══ SOURCE MATERIAL ══
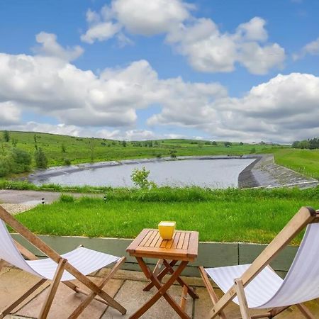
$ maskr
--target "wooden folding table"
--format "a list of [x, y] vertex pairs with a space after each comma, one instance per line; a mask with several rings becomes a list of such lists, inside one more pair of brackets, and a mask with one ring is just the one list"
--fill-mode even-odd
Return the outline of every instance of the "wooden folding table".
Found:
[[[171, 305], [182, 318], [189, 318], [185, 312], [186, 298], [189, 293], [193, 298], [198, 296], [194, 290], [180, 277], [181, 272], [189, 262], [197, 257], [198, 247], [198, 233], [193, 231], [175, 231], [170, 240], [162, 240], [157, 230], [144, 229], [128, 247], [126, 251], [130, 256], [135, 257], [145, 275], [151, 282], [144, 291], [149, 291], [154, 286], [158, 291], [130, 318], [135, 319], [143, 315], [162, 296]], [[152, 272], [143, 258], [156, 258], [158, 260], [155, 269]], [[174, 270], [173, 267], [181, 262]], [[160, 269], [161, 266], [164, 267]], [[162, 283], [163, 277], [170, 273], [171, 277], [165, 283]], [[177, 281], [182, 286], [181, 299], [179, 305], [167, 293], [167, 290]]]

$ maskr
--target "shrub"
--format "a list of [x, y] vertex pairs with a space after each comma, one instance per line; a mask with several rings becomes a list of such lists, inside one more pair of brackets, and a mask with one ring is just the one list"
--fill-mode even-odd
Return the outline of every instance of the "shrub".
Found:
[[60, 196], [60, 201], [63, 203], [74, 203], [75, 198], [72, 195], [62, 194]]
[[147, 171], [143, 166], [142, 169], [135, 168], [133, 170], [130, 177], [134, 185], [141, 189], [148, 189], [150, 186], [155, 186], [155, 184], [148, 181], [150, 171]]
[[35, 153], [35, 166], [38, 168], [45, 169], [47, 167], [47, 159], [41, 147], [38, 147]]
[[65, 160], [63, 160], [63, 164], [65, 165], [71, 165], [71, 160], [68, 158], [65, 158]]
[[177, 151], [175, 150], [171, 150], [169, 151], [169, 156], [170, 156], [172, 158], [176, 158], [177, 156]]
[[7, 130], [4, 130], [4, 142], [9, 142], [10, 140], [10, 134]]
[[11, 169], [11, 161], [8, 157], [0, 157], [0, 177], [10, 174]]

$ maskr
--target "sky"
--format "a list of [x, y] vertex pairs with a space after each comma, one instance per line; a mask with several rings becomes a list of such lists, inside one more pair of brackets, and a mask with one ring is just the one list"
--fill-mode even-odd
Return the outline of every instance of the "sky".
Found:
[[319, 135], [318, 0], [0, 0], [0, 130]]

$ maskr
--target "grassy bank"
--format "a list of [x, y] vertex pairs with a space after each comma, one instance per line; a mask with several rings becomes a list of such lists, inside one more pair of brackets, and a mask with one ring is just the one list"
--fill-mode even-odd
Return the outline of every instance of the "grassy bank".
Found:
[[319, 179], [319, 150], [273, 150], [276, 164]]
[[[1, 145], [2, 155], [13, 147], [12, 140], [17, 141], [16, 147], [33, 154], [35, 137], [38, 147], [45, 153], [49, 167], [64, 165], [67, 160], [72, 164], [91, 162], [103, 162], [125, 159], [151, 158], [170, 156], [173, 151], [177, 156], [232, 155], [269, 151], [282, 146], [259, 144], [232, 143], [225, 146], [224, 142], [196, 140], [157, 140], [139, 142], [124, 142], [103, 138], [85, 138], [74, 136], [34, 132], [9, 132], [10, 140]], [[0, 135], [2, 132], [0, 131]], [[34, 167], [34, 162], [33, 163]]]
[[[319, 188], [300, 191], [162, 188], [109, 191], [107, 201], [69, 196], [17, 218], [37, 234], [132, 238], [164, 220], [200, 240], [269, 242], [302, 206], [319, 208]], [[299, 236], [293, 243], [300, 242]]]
═══
══ SOURCE MATERIAL ══
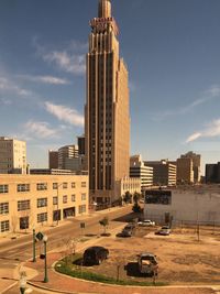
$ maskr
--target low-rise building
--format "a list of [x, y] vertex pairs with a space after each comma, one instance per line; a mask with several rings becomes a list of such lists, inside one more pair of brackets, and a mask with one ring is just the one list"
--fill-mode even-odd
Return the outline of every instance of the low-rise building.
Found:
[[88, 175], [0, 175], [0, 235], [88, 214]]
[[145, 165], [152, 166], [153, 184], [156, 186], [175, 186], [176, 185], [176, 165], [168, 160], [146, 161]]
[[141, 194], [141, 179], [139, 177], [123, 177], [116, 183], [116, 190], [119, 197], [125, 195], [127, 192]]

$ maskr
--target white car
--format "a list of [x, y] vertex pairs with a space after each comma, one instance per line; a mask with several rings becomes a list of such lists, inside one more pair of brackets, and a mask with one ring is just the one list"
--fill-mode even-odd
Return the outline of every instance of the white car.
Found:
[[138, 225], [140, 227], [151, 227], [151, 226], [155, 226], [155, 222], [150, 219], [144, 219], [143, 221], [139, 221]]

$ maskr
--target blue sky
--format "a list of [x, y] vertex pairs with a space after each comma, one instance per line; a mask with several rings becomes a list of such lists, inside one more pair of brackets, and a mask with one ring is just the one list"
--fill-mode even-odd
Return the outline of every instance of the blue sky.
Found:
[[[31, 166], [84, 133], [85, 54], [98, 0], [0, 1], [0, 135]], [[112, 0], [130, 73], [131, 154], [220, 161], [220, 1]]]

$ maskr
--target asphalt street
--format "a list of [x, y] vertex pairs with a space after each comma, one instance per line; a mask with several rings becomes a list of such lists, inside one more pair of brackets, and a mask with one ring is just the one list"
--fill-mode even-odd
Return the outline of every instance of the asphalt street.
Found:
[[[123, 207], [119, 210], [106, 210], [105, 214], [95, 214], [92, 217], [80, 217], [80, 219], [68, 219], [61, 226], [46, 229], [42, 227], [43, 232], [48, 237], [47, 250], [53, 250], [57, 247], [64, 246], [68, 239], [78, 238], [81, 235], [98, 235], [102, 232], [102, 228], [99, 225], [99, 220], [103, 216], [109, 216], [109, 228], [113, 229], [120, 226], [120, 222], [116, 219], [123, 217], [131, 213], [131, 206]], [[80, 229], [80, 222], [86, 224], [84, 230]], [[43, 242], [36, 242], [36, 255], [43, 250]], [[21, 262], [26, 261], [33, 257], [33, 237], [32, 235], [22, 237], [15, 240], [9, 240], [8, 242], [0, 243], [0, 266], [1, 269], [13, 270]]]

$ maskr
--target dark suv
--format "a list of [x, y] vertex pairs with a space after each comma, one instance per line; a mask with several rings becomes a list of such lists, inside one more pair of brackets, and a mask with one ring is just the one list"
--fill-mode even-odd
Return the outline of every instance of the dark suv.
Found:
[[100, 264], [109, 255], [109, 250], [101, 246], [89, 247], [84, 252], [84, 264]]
═══
▶ **GOAL**:
Show each line of the material above that contains the string "asphalt", matching case exactly.

▶ **RESPONSE TO THIS TASK**:
--target asphalt street
Return the outline of every instance of the asphalt street.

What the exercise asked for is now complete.